■ **WRITTEN REQUEST 1**
Answer these questions using the post on Toronto house prices.
(a) Within what period are Toronto homes selling at 100% of the asking price?
(b) According to the comment, what percentage of houses in the $600–900,000 range sell for over asking?
(c) Which organization released the mid-month resale housing figures?
■ **WRITTEN REQUEST 2**
Reproduce the stretch of the post on Toronto house prices from "Comment: As I" through "inventory we need.".

■ **EXTRACT PROVIDED**
·····

Tag Archives: toronto homes
Toronto houses – not condos – selling for 100% of asking
Kit Kadlec – Canadian Real Estate Magazine
Outside of the condo market, there’s increasingly little room for price negotiations in good ole Toronto, with homes selling at 100% of the asking price within three weeks, according to new data.
Comment: As I keep saying, the current heat in the market is due to lack of inventory more than anything. I have heard recently that 50% of houses in the $600–900,000 range sell for over asking. So almost half of houses are getting multiple offers. That is because there are still WAY more buyers than sellers. Has been for years now. Until we get listings up by 1,000% the pressure is not going to let up. It was like this in 3–4 years ago when mortgage rates were over 5%, and before that when 5.95% was a good deal. So even if mortgage rates double, it will not have any effect. It is inventory we need.
The Toronto Real Estate Board released its mid-month resale housing figures, which also showed prices were up in all sectors from a year ago, and especially in single family homes.
“Strong competition between home buyers in many parts of the GTA has resulted in sellers realizing their asking price in a short period of time,” said Jason Mercer, senior manager or market analysis for TREB. “The fact that homes are selling for 100% of the asking price, on average, suggests that sellers are very much in tune with the current market situation and know the fair market value of their home.”

·····

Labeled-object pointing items
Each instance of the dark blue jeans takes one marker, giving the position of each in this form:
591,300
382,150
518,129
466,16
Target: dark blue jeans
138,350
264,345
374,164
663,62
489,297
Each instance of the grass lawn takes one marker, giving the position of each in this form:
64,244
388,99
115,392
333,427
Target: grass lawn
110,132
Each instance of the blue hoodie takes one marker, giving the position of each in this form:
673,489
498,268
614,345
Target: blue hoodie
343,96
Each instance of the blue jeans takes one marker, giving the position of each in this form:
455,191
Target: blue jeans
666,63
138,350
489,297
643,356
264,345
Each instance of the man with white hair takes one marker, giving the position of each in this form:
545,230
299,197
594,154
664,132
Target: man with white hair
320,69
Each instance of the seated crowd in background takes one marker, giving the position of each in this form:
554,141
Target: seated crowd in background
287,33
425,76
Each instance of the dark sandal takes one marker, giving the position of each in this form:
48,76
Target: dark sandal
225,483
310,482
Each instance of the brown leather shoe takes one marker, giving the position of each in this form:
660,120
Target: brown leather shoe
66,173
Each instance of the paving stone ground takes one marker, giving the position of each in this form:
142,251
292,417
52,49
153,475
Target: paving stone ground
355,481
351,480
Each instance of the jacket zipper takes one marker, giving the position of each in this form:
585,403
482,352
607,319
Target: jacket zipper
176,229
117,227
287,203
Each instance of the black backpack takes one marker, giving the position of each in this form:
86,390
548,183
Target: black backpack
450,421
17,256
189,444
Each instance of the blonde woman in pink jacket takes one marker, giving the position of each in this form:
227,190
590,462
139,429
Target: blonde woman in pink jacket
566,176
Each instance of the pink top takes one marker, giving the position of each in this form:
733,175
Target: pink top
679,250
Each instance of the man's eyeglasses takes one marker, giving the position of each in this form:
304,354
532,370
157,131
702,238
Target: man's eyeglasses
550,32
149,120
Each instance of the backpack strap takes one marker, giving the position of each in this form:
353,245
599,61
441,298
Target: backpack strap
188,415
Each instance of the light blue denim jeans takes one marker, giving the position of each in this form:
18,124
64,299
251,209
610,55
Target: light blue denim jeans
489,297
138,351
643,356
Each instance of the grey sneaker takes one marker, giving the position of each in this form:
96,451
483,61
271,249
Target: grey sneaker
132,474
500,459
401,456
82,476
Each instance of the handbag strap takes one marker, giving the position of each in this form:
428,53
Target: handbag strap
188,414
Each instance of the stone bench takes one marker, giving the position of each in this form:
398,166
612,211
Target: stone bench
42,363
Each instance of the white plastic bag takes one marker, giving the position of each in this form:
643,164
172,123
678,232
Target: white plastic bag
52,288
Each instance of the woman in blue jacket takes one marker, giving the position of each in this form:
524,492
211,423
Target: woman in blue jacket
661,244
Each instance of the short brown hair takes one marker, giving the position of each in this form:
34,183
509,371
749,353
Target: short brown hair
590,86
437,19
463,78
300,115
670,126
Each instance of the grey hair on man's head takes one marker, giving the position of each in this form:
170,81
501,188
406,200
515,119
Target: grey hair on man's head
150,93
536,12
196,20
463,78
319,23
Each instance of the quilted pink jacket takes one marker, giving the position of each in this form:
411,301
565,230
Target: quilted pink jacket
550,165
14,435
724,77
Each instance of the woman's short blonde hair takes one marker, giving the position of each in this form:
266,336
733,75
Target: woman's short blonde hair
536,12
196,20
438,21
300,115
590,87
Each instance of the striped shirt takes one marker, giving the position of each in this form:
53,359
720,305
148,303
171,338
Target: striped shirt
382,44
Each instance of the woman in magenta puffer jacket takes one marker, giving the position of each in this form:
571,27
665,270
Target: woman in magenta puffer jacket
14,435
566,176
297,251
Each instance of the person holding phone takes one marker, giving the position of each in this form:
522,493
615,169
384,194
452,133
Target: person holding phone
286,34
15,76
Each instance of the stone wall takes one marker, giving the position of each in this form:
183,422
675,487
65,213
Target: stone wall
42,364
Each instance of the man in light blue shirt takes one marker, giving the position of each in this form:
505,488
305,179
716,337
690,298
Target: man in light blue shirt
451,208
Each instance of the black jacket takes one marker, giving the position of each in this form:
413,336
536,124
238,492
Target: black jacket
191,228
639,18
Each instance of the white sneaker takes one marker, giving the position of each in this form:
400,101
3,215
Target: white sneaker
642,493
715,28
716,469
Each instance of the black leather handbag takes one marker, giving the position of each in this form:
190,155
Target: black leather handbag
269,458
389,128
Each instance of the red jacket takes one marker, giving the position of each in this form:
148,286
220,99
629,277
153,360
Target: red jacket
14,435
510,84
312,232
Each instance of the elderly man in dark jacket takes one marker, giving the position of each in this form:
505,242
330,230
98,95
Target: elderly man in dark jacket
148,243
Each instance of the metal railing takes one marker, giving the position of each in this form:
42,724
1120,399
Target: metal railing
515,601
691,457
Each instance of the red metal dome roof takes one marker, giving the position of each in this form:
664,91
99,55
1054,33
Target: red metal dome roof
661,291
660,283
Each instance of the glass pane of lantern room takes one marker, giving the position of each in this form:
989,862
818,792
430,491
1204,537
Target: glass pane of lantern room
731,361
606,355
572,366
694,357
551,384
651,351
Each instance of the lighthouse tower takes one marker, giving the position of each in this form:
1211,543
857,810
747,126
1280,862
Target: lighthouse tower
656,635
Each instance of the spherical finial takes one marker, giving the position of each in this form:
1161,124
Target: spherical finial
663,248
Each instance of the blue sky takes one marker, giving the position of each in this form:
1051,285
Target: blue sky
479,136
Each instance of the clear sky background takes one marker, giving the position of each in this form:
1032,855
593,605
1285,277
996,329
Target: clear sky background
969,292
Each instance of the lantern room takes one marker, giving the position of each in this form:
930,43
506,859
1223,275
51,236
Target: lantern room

·····

■ **TASK ANSWER 1**
(a) Within three weeks.
(b) 50%.
(c) The Toronto Real Estate Board.

■ **TASK ANSWER 2**
Comment: As I keep saying, the current heat in the market is due to lack of inventory more than anything. I have heard recently that 50% of houses in the $600–900,000 range sell for over asking. So almost half of houses are getting multiple offers. That is because there are still WAY more buyers than sellers. Has been for years now. Until we get listings up by 1,000% the pressure is not going to let up. It was like this in 3–4 years ago when mortgage rates were over 5%, and before that when 5.95% was a good deal. So even if mortgage rates double, it will not have any effect. It is inventory we need.